▸ **MATERIAL TO PROCESS**:
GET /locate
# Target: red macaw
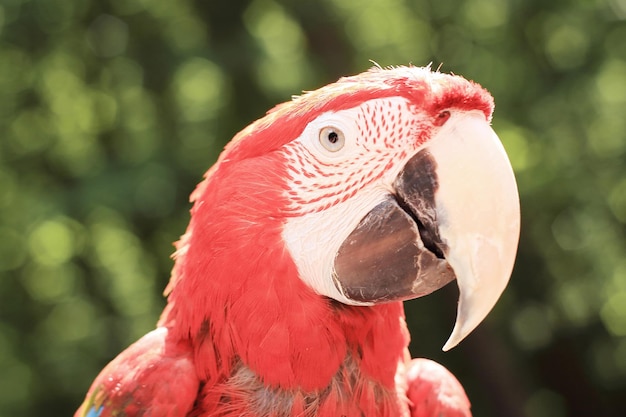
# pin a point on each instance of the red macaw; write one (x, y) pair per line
(314, 225)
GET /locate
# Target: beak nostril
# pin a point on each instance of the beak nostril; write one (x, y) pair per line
(442, 118)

▸ **WORK INSTRUCTIONS**: Each line of the data should be quoted exactly, with pictures left out.

▸ **EXERCISE SOLUTION**:
GET /locate
# Target: red macaw
# pin a point on each instance of the red macaw; write one (x, y) pair per line
(314, 225)
GET /locate
# Target: beak nostril
# pin a point on each instance of the beak nostril; write one (x, y) pair per line
(442, 118)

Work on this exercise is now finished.